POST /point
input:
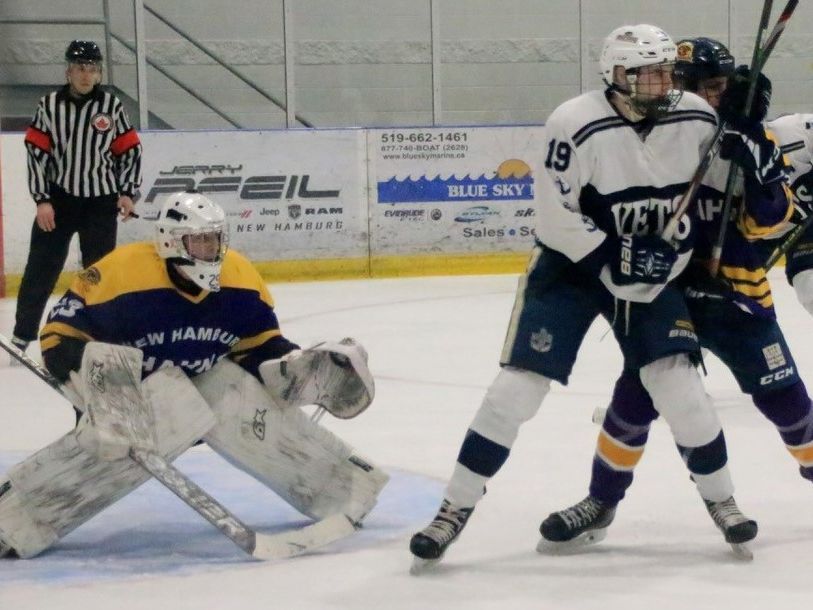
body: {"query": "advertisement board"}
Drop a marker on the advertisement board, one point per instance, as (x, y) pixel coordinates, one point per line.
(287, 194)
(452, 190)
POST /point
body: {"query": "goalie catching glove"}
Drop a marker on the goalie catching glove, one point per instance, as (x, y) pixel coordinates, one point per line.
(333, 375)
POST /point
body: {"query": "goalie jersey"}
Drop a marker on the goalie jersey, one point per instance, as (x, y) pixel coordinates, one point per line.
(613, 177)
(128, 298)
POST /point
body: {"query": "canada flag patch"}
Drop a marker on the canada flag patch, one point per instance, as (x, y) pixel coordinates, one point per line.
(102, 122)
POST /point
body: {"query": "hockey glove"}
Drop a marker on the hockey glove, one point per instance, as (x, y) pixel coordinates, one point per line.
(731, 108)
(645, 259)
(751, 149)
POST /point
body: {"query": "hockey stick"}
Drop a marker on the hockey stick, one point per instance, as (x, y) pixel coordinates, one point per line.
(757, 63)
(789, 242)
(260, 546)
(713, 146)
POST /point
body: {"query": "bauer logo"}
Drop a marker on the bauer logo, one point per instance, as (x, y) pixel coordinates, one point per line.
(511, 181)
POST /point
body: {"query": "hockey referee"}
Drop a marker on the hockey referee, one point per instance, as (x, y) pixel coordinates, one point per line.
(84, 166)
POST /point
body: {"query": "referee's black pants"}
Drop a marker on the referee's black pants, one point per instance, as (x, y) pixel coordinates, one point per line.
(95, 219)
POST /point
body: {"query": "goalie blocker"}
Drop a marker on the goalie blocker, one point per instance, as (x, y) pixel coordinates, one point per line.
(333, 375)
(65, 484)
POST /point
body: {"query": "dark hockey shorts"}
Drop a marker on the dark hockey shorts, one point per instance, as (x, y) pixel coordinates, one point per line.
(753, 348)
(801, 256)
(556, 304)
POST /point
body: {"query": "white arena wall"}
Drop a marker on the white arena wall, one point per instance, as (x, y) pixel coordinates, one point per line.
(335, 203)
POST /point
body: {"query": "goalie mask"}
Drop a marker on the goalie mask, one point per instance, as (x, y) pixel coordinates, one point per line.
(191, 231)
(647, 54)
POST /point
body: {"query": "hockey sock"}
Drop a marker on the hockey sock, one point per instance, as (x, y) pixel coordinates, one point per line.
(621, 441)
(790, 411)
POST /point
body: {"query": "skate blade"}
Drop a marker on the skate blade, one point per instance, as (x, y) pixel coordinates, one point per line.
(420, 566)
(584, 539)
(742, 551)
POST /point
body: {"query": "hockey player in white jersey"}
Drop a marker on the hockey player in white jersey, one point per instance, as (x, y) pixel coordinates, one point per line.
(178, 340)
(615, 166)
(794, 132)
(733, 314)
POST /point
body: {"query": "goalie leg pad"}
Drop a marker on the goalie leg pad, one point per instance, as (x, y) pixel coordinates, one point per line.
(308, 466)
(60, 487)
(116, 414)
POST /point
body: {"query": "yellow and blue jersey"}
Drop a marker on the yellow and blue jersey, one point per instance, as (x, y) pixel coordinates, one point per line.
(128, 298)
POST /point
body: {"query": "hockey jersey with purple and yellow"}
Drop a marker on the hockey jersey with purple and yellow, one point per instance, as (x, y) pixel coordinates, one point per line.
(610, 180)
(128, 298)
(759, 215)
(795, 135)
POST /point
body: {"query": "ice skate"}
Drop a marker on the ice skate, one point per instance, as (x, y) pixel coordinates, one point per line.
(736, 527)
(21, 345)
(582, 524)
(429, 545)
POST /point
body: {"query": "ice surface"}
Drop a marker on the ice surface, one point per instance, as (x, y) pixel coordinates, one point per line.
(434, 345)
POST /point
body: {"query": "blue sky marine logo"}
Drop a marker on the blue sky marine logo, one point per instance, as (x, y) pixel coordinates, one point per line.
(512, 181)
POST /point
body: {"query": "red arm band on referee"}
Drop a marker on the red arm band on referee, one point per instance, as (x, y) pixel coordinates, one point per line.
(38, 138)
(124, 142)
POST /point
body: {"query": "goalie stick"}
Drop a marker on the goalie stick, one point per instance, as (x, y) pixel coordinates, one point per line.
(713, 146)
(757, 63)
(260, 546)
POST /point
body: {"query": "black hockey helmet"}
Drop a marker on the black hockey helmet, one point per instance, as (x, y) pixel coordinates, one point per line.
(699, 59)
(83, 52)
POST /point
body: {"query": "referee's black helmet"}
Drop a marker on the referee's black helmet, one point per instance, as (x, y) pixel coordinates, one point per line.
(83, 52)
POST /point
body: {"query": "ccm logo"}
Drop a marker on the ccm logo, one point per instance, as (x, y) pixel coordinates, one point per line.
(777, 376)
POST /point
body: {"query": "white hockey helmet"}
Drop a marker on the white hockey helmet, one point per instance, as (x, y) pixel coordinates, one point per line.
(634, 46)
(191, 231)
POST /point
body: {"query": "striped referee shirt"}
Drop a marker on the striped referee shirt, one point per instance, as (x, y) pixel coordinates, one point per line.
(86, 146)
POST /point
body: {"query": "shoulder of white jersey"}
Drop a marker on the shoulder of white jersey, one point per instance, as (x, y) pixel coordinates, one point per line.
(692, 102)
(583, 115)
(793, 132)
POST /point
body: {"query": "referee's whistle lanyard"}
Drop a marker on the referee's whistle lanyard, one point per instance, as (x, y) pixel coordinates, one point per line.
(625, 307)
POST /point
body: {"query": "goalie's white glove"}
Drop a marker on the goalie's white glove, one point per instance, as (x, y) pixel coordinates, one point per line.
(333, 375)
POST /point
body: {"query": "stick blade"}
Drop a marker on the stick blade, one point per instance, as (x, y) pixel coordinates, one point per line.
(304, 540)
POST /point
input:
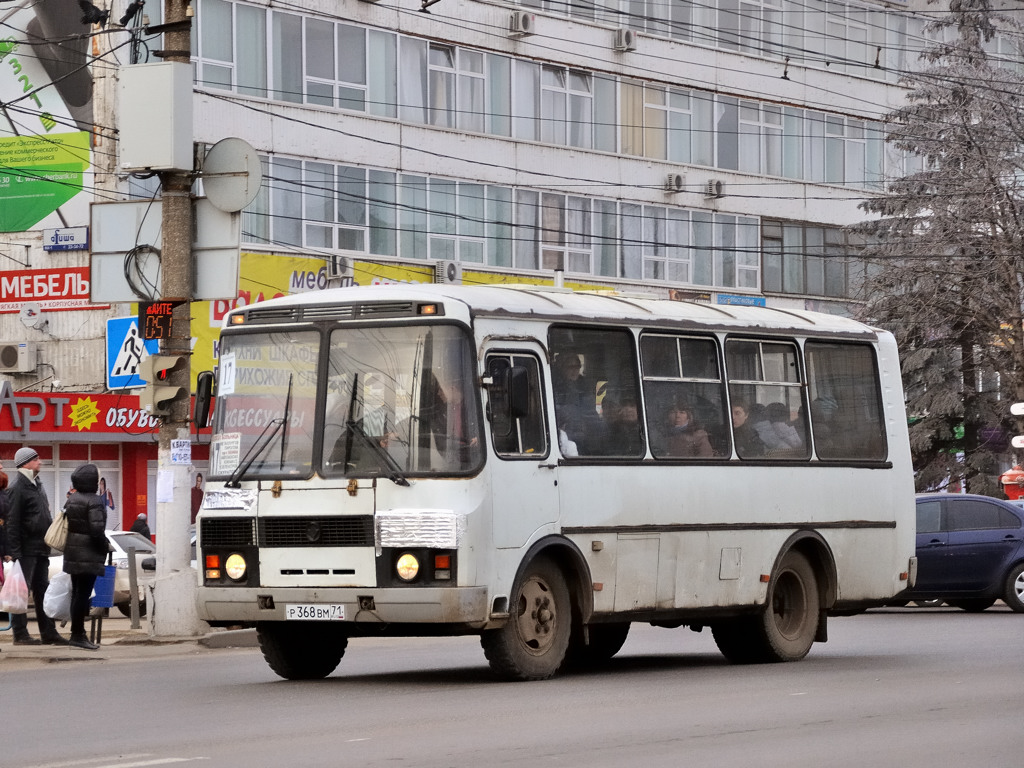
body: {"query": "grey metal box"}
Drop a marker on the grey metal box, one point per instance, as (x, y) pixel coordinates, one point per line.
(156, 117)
-.-.-
# WRITTEN EXERCISE
Collect every line of the rows above that contains the word "canada", copying each one as it appears.

# SOLUTION TO THE PROBLEM
body: {"query": "canada flag patch"}
Drop a marker on the canada flag patch, one point per instance, as (x, y) pixel coordinates, one point per line.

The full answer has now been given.